Work item:
Transcribe the listing exactly, leaving out every picture.

Provided material:

>>>>>

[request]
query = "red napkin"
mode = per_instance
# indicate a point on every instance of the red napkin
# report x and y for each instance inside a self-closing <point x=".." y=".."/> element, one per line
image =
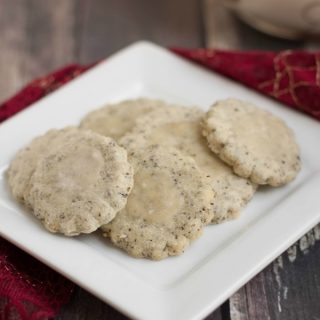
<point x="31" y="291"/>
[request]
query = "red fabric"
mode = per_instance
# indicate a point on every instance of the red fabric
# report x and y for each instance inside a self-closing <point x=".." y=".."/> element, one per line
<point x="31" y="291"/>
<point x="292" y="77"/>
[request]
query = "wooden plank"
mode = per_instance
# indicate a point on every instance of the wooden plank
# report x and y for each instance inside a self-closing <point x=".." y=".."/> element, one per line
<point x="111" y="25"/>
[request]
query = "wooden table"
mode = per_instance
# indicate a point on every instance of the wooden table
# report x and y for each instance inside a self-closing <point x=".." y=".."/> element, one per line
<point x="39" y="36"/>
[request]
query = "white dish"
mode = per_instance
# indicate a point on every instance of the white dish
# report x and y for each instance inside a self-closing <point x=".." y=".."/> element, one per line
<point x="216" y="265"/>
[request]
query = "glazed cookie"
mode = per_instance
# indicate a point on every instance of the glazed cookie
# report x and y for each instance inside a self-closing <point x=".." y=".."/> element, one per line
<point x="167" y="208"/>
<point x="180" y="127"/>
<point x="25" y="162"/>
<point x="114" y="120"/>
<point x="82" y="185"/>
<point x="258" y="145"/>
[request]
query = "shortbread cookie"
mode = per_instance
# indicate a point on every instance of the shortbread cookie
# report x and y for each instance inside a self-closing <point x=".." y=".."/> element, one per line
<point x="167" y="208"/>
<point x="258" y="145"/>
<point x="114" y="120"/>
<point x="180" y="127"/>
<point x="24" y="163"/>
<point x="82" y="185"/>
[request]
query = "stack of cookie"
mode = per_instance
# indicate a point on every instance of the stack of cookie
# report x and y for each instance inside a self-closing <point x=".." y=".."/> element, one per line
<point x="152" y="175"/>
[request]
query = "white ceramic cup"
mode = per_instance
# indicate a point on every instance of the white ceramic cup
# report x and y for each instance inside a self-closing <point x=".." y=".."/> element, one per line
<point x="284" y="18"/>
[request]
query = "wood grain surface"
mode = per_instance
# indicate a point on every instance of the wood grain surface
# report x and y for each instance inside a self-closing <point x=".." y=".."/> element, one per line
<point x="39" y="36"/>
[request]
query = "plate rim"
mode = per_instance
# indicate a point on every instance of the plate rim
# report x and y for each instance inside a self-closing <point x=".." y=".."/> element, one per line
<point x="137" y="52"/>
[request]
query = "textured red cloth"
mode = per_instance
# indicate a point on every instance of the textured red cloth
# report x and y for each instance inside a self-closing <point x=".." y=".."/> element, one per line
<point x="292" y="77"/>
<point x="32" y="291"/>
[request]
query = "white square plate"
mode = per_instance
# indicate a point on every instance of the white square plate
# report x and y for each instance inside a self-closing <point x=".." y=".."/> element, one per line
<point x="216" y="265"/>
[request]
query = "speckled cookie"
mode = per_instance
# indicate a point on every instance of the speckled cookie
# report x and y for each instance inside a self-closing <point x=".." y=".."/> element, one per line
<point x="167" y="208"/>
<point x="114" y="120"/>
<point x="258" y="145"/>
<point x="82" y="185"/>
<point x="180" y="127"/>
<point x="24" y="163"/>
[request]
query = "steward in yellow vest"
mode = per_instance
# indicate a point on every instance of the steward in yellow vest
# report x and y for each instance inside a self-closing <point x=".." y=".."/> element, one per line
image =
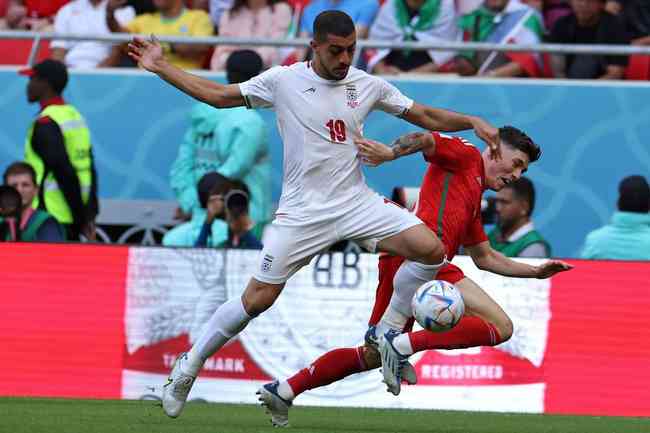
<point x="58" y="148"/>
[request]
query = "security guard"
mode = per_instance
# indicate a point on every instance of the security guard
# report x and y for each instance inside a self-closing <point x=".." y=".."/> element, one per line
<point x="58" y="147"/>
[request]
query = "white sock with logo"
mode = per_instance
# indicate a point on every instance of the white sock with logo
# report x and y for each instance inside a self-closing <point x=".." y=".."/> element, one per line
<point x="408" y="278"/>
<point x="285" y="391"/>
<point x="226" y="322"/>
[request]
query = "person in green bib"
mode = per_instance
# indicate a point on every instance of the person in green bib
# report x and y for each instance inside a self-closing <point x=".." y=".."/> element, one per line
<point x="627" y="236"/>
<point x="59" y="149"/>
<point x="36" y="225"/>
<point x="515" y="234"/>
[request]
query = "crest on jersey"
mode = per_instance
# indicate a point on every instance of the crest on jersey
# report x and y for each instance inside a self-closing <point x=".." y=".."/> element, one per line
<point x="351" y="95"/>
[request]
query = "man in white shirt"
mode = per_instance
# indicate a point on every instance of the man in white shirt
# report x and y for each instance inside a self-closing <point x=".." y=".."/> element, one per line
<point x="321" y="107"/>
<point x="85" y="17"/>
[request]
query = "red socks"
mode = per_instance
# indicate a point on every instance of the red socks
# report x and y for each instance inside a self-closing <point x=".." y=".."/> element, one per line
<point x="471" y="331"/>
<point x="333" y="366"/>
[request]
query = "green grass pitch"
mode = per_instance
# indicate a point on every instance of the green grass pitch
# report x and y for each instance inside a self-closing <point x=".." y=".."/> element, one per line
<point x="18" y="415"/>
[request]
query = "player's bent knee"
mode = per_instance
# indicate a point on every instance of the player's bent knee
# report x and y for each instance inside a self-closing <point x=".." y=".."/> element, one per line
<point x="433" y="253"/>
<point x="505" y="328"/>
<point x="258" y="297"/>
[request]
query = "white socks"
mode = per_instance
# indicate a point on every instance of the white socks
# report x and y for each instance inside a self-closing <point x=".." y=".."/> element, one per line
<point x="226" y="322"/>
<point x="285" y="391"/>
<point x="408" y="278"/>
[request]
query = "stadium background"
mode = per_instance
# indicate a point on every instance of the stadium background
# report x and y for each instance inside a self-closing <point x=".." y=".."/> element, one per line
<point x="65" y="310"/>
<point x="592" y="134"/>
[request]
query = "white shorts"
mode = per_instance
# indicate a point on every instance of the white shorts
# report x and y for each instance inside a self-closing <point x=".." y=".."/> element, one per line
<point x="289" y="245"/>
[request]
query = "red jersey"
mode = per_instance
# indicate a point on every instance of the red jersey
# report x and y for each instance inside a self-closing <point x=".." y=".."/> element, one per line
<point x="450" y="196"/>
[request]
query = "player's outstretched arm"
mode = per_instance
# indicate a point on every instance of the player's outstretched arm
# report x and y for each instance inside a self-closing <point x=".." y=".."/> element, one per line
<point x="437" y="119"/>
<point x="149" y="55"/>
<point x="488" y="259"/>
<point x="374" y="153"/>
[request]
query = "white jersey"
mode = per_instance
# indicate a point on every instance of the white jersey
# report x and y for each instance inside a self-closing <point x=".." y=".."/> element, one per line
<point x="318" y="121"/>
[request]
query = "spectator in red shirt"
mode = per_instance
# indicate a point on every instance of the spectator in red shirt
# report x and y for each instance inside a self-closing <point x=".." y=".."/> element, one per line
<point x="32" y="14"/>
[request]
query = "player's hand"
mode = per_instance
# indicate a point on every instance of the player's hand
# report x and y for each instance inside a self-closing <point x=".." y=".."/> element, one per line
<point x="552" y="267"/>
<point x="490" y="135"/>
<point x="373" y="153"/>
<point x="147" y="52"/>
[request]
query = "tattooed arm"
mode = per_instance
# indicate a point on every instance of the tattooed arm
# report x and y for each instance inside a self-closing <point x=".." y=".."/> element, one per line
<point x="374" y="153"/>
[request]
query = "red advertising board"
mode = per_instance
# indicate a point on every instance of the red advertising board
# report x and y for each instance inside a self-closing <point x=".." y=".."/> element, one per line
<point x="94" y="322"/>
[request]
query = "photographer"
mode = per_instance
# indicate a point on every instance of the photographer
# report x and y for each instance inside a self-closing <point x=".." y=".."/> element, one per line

<<<<<

Solution for this task:
[request]
query = "red napkin"
mode = per_instance
# indicate a point on every instance of the red napkin
# report x and y for each instance inside a self-closing <point x=".." y=".."/> element, one per line
image =
<point x="31" y="291"/>
[request]
query = "red fabric"
mode = per_instance
# indicate a point on every instance of the red fabric
# report x and y for each instance inside a self-closing <point x=".." y=".."/> element, one per line
<point x="31" y="291"/>
<point x="292" y="77"/>
[request]
query = "wooden plank"
mode = per_instance
# indicate a point on every instance of the wooden plank
# report x and y for each instance inside a self-closing <point x=".." y=".."/> element, one per line
<point x="111" y="25"/>
[request]
query = "wooden table"
mode = per_instance
# indicate a point on every instance of the wooden table
# report x and y for each instance inside a self-closing <point x=".." y=".."/> element, one per line
<point x="39" y="36"/>
[request]
query = "white dish"
mode = per_instance
# indicate a point on every instance of the white dish
# report x and y for each instance inside a self-closing <point x=".." y=".."/> element, one per line
<point x="216" y="265"/>
[request]
query = "glazed cookie"
mode = per_instance
# indicate a point on every instance of the glazed cookie
# report x and y for each instance inside a self-closing <point x=".." y=".."/> element, one per line
<point x="167" y="208"/>
<point x="180" y="127"/>
<point x="25" y="162"/>
<point x="114" y="120"/>
<point x="82" y="185"/>
<point x="258" y="145"/>
[request]
query = "shortbread cookie"
mode = per_instance
# indicate a point on every instance of the shortbread cookie
# report x and y for each instance inside a self-closing <point x=".." y=".."/> element, one per line
<point x="167" y="208"/>
<point x="258" y="145"/>
<point x="114" y="120"/>
<point x="180" y="127"/>
<point x="24" y="163"/>
<point x="82" y="185"/>
[request]
query = "stack of cookie"
mode = per_instance
# indicate a point on every instance of the stack of cookie
# report x and y for each instance inside a self-closing <point x=".." y=".."/> element, one per line
<point x="152" y="175"/>
[request]
query = "white ceramic cup"
mode = per_instance
# indicate a point on every instance of the white ceramic cup
# report x and y for each instance inside a self-closing <point x=".." y=".."/> element, one per line
<point x="284" y="18"/>
[request]
query = "wood grain surface"
mode = per_instance
# indicate a point on every instance of the wood grain surface
# report x and y for each instance inside a self-closing <point x=".." y=".."/> element, one per line
<point x="39" y="36"/>
[request]
query = "plate rim"
mode = per_instance
# indicate a point on every instance of the plate rim
# report x and y for each instance inside a self-closing <point x=".." y=".."/> element, one per line
<point x="137" y="52"/>
[request]
query = "textured red cloth"
mode = per_instance
# indicate a point on every instance of the textured red cloth
# report x and y for each instance inside a self-closing <point x=".." y=".."/> element, one per line
<point x="292" y="77"/>
<point x="32" y="291"/>
[request]
query = "white square plate"
mode = per_instance
# indicate a point on every instance of the white square plate
# report x and y for each instance inside a self-closing <point x=".." y=".."/> element, one per line
<point x="216" y="265"/>
[request]
query = "speckled cookie"
mode = per_instance
# indicate a point on every instance of the speckled cookie
# report x and y for each instance inside a self-closing <point x=".." y=".."/> element, one per line
<point x="167" y="208"/>
<point x="114" y="120"/>
<point x="258" y="145"/>
<point x="82" y="185"/>
<point x="180" y="127"/>
<point x="24" y="163"/>
[request]
query = "steward in yellow vest"
mode = per_instance
# indicate a point on every instance of the steward in yellow vest
# report x and y for each instance inside a self-closing <point x=".." y=".."/> element, one per line
image =
<point x="58" y="148"/>
[request]
query = "security guard"
mode = per_instance
# indicate a point on every instance of the security guard
# report x and y for each instance inside a self-closing <point x=".." y=".."/> element, one per line
<point x="58" y="147"/>
[request]
query = "white sock with logo"
mode = per_instance
# indicate a point on every instance of the white sock with logo
# report x and y for each instance inside a self-closing <point x=".." y=".."/> element, one per line
<point x="408" y="278"/>
<point x="285" y="391"/>
<point x="226" y="322"/>
[request]
query = "person in green bib"
mode = per_instance
# indicate a point on every instance of the person in green bib
# report x and y for each instance inside a self-closing <point x=".." y=".."/> element, one per line
<point x="627" y="236"/>
<point x="59" y="149"/>
<point x="36" y="225"/>
<point x="515" y="234"/>
[request]
query = "crest on jersey"
mode = per_instance
# indicate a point on every instance of the crest on jersey
# report x and y for each instance inside a self-closing <point x=".." y=".."/> element, one per line
<point x="351" y="95"/>
[request]
query = "man in white shirt"
mode = per_instance
# indicate a point on every instance of the man in white shirt
# report x and y for each instance inside a self-closing <point x=".." y=".."/> element, one per line
<point x="321" y="107"/>
<point x="85" y="17"/>
[request]
query = "red socks"
mode = per_instance
# indicate a point on every instance of the red socks
# report x and y for each instance inside a self-closing <point x=".." y=".."/> element, one per line
<point x="471" y="331"/>
<point x="333" y="366"/>
[request]
query = "green grass pitch"
mode = per_instance
# indicate a point on every instance of the green grass pitch
# report x and y for each instance inside a self-closing <point x=".." y=".."/> element, one per line
<point x="18" y="415"/>
[request]
query = "player's bent knee"
mode = per_instance
# indicate a point on every instance of the player's bent knee
# report x and y for each instance inside a self-closing <point x=".." y=".."/> element, one per line
<point x="433" y="253"/>
<point x="505" y="328"/>
<point x="258" y="297"/>
[request]
query = "white socks"
mode = per_instance
# indicate a point on every instance of the white socks
# report x and y for each instance inside a self-closing <point x=".." y=".."/> element, one per line
<point x="226" y="322"/>
<point x="285" y="391"/>
<point x="408" y="278"/>
[request]
query = "stadium background"
mode = per_instance
# indicate a point on every instance of the stadium background
# report x and y for each instance inside a self-closing <point x=".." y=".."/> element, one per line
<point x="65" y="310"/>
<point x="592" y="134"/>
[request]
query = "white shorts"
mode = per_instance
# indicate a point on every instance of the white shorts
# report x and y for each instance inside a self-closing <point x=".." y=".."/> element, one per line
<point x="289" y="245"/>
[request]
query = "red jersey"
mode = per_instance
# indicate a point on every instance of the red jersey
# report x and y for each instance inside a self-closing <point x=".." y=".."/> element, one per line
<point x="450" y="196"/>
[request]
query = "player's outstretched arm"
mode = per_instance
# indicate a point on every instance of the player's outstretched arm
# report x and y for each instance inside a self-closing <point x=".." y=".."/> element, one per line
<point x="437" y="119"/>
<point x="149" y="55"/>
<point x="488" y="259"/>
<point x="374" y="153"/>
[request]
query = "white jersey"
mode = per_instance
# indicate a point on every instance of the white jersey
# report x and y for each instance inside a self-closing <point x=".." y=".."/> element, one per line
<point x="318" y="121"/>
[request]
query = "spectator in red shirt"
mode = per_instance
# indicate a point on every instance of the spectator in red shirt
# report x and y for each instance inside a self-closing <point x=".." y=".."/> element, one per line
<point x="32" y="14"/>
[request]
query = "player's hand"
mode = per_instance
# indicate a point on every instance of the player's hand
# report x and y for each instance inside a self-closing <point x=".." y=".."/> element, one per line
<point x="552" y="267"/>
<point x="490" y="135"/>
<point x="373" y="153"/>
<point x="147" y="52"/>
[request]
query = "tattooed arm"
mode = per_instance
# indicate a point on every instance of the tattooed arm
# report x and y for each instance inside a self-closing <point x=".." y=".."/> element, one per line
<point x="374" y="153"/>
[request]
query = "red advertising board"
mode = per_instance
# indicate a point on every instance of the red advertising board
# report x and y for each instance inside a self-closing <point x=".." y=".."/> element, one per line
<point x="94" y="322"/>
[request]
query = "photographer"
mode = per_instance
# indicate a point on every instance of the photographer
# report x and y for each instance inside a self-closing <point x=".." y=".."/> element, one per line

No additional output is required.